▶ _ASSIGNED TASK_
Would you filter these records and copy every line that has the word "horse"?

▶ _SUPPLIED RECORDS_
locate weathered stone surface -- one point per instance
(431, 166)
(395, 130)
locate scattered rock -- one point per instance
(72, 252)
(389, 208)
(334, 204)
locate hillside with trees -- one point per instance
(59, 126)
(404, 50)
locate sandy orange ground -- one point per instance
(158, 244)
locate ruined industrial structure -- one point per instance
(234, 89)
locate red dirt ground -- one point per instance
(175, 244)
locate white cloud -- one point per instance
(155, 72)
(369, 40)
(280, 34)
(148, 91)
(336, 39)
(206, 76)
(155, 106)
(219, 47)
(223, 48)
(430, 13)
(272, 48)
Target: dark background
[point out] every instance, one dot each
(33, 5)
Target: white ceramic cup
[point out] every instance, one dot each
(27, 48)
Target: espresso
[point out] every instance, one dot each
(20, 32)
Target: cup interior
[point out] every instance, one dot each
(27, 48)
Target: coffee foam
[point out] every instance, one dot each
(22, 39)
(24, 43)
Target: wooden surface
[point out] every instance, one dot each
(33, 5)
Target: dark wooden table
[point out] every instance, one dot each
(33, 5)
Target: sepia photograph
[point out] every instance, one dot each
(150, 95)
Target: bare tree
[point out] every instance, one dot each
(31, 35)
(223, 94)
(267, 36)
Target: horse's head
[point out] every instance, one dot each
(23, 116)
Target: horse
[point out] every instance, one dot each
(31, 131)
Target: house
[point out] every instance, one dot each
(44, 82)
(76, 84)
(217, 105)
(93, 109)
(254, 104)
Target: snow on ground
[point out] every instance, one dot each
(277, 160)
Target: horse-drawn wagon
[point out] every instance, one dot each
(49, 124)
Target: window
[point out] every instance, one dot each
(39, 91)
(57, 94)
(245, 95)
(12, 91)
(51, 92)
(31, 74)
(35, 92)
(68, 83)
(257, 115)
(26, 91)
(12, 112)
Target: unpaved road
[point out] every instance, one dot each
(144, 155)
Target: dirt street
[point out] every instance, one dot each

▶ _SOLUTION_
Target: horse's head
Target: horse
Target: horse-drawn wagon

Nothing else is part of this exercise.